▼

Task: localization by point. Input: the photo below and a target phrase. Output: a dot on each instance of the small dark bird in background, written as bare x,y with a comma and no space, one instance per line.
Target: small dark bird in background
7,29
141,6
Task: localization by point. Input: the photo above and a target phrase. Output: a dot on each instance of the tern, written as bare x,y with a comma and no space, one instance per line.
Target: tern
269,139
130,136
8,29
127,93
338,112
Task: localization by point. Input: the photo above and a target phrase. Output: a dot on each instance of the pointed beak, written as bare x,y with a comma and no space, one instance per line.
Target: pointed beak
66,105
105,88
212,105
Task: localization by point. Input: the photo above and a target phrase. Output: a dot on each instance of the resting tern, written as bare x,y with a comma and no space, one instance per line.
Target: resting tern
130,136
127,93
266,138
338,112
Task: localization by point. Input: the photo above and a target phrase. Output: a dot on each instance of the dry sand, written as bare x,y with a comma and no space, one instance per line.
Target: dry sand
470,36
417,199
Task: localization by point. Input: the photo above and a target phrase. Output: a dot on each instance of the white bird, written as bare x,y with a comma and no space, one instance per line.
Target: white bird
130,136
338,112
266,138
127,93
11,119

▲
▼

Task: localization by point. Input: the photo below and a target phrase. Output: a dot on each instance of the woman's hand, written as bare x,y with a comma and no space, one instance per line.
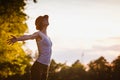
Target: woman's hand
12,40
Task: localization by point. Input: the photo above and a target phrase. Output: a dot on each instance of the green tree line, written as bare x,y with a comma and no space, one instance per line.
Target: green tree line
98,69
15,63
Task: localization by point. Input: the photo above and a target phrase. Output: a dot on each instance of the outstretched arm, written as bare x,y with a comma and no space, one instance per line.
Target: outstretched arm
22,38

▲

Filter the listing above by the word "below"; copy each line that passes.

Task: localization by point. Input: the photo below and a target phrase. Output: a dot on each instance of the small dark bird in background, written as bare x,y with a comma and no space, one instance per line.
Task: localization by point. Input: the photo below and a target phrase. Output: a dot on each instance of the woman's hand, written as bare x,y with a comma and no space, one instance per line.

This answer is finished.